··· Given data ···

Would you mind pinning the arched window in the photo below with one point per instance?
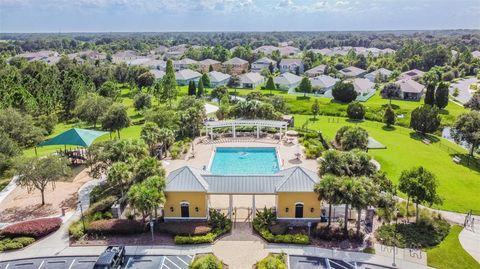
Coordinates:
(185, 209)
(299, 210)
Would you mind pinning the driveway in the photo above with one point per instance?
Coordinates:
(464, 92)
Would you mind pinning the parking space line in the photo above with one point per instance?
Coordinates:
(173, 263)
(70, 267)
(41, 264)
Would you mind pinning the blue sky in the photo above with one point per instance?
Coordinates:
(235, 15)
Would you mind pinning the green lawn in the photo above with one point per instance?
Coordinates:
(458, 185)
(450, 254)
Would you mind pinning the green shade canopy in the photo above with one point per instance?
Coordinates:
(74, 136)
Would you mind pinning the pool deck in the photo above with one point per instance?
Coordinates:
(203, 154)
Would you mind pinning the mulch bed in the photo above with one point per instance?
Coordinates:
(137, 239)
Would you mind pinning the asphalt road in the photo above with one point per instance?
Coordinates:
(132, 262)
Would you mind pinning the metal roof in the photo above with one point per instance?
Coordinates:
(188, 179)
(264, 123)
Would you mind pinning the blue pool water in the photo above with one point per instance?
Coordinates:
(244, 161)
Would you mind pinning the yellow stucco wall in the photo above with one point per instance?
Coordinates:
(195, 199)
(289, 199)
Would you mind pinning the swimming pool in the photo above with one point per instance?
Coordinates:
(244, 161)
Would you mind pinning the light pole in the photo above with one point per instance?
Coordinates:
(81, 212)
(395, 236)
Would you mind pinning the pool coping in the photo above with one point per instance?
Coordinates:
(277, 155)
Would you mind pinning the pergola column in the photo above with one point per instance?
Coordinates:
(230, 205)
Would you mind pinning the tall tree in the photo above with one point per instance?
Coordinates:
(421, 186)
(467, 129)
(305, 86)
(39, 172)
(441, 95)
(425, 119)
(115, 119)
(169, 90)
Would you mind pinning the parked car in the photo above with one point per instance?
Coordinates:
(112, 258)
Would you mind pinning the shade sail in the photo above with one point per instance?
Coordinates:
(74, 136)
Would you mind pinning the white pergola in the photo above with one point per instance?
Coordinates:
(210, 125)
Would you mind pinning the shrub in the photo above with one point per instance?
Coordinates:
(115, 226)
(101, 206)
(207, 262)
(356, 111)
(272, 261)
(32, 228)
(184, 228)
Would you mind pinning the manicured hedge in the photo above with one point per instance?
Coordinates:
(115, 226)
(301, 239)
(32, 228)
(184, 228)
(16, 243)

···

■ Task details ■
Find the lines in the data that hold the word "shade". Reply with how many there are and nothing more.

■ Written solution ■
2